- [GOAL]: Reproduce the listing verbatim from the line containing "One dot marks each instance of the cloud." through the end of the listing, including both ends.

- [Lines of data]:
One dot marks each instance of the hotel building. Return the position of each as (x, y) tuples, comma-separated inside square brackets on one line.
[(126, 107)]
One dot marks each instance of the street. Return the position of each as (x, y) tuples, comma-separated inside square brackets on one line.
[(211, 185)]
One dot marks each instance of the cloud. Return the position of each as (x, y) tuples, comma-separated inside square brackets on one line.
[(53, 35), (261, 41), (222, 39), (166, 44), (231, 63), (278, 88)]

- [COMPLETE OUTPUT]:
One dot marks each instance of the cloud. Return the position of each as (x, y) tuples, comma-separated inside square brackets on one line.
[(53, 35), (261, 41), (222, 39), (166, 44), (231, 63), (278, 88)]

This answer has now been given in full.